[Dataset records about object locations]
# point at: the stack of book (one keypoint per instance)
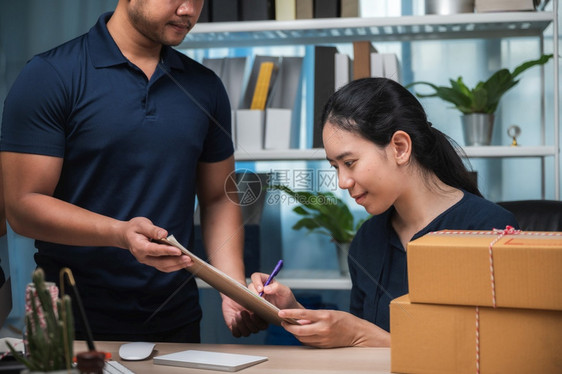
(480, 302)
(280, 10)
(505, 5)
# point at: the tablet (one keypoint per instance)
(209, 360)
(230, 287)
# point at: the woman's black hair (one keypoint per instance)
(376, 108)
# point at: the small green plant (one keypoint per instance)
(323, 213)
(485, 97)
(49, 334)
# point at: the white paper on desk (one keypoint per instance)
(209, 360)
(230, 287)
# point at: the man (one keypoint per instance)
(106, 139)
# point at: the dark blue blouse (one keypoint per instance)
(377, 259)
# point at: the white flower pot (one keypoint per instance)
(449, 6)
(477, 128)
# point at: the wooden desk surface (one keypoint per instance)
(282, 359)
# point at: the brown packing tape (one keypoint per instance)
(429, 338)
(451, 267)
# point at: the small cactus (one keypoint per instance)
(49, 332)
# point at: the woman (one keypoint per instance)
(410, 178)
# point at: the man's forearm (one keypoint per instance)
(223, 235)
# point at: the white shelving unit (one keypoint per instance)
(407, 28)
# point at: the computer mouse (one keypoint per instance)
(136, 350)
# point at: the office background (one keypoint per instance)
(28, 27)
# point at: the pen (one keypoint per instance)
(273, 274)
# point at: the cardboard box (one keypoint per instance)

• The problem:
Quote exactly the line containing "# point at: the small cactus" and every later line through the end of the listing, and no other lines.

• Solution to this problem:
# point at: the small cactus (one keypoint per instance)
(49, 332)
# point at: the woman (one keypoint per instance)
(410, 178)
# point at: the man's forearm (one keypoint per instance)
(223, 235)
# point at: the white shelving unit (one keypoint per instance)
(407, 28)
# point at: the computer mouse (one keypoint per instance)
(136, 350)
# point at: the office background (one keypoint per instance)
(28, 27)
# point at: the pen (one keypoint per instance)
(273, 274)
# point at: the cardboard box (one keypoint per instance)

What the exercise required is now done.